EXERCICE >> Recopiez à l'identique, dans le texte sur l'accueil critique de Madame Bovary, tout le passage allant de « Gustave Flaubert, écrivain » jusqu'à « la gloire littéraire. ».

BLOC DE TEXTE >>
Réception critique, manuscrits, héritage... cette semaine, le blog de Gallica vous emmène sur les traces de Flaubert, cette année au programme de l’agrégation de Lettres, à travers six billets illustrés. Entamons le voyage avec l’accueil critique de Madame Bovary.
 

Madame Bovary, moeurs de province, gravure à l'eau forte, Albert Fourié, 1885.

Gustave Flaubert, écrivain solitaire, enfermé dans sa tour d'ivoire, adepte de l’art pour l’art, fut aussi jaloux de son indépendance créatrice qu’il fut sensible à la réception critique de ses publications. La première d’entre elles, Madame Bovary, devait le porter d’un seul coup au sommet de la gloire littéraire.

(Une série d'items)
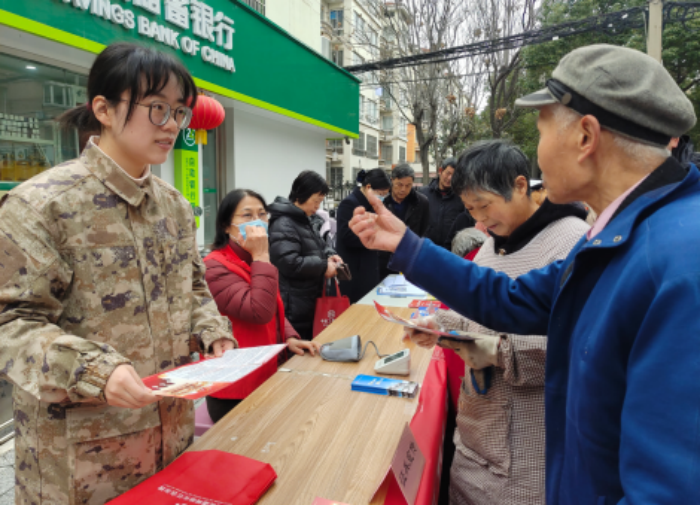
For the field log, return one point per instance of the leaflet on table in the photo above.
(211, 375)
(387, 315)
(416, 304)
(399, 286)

---

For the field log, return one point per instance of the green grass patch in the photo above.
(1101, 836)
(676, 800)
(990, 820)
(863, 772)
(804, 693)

RÉPONSE ATTENDUE >>
Gustave Flaubert, écrivain solitaire, enfermé dans sa tour d'ivoire, adepte de l’art pour l’art, fut aussi jaloux de son indépendance créatrice qu’il fut sensible à la réception critique de ses publications. La première d’entre elles, Madame Bovary, devait le porter d’un seul coup au sommet de la gloire littéraire.